§ EXTRACT TO READ
* * *

Proposition 2. Let \(f:\Omega\rightarrow \mathbb{R}\) be a \(s\)-convex mapping on the \(s\)-convex subset and \(\xi\in\mathbb{R}\) so that \(f^\varepsilon(\xi)=\{x\in\Omega:f(x)\leq\xi\}\) is nonempty. Then \(f^\varepsilon(\xi)\) is a \(s\)-convex subset of \(\Omega\).
Theorem 3. Let \(s\)-convex set \(\Omega\subseteq\mathbb{H}^n\) and \(f:\Omega\rightarrow\mathbb{R}\) a mapping defined on \(\Omega\). The following statement are equivalent:
(1) \(f\) is \(s\)-convex function on \(\Omega\).
(2) For every \(\alpha_i\geq0\) such that \(\sum\limits_{i=1}^n\alpha_i^s=1\), one has the inequality
\[\begin{aligned} f\left(\prod_{i=1}^n\cdot\delta_{\alpha_i}(x_i)\right)\leq\sum\limits_{i=1}^n\alpha_i^sf(x_i), \end{aligned}\] for all \(n\geq2\).

* * *

§ EXERCISE
Reproduce the passage of the excerpt on s-convex mappings that opens with the words containing "(2) For every" and closes with "for all \(n\geq2\).", substituting "estimate" for "inequality". Rely solely on the excerpt on s-convex mappings.

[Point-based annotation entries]
* * *

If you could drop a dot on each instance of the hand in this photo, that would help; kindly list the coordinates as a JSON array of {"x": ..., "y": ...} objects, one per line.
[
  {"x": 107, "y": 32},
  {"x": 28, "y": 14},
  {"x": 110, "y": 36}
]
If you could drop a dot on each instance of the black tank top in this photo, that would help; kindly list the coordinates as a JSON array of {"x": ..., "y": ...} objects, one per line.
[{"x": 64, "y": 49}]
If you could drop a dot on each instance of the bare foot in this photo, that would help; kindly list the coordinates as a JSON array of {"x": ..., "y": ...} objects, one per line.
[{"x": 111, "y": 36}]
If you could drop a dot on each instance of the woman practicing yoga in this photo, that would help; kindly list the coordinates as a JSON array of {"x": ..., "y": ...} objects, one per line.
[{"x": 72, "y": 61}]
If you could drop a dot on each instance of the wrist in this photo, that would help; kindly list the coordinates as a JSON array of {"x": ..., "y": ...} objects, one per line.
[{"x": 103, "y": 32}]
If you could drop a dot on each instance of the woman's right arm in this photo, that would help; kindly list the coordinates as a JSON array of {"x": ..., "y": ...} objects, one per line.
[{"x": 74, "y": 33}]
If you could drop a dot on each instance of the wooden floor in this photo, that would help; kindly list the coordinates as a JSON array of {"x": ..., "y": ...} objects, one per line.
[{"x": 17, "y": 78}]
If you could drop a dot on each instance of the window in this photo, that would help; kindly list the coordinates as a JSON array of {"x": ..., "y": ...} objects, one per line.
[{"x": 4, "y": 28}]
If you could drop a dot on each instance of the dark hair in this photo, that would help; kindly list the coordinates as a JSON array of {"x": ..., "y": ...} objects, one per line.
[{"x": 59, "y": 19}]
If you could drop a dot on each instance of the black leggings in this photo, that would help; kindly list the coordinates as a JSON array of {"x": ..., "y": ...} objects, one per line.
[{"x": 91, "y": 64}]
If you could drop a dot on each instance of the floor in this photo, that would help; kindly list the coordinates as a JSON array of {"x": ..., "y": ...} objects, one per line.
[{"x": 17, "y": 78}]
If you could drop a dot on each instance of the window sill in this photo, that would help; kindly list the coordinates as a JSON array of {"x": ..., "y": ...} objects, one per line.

* * *

§ SOLUTION FOR THIS PROBLEM
(2) For every \(\alpha_i\geq0\) such that \(\sum\limits_{i=1}^n\alpha_i^s=1\), one has the estimate
\[\begin{aligned} f\left(\prod_{i=1}^n\cdot\delta_{\alpha_i}(x_i)\right)\leq\sum\limits_{i=1}^n\alpha_i^sf(x_i), \end{aligned}\] for all \(n\geq2\).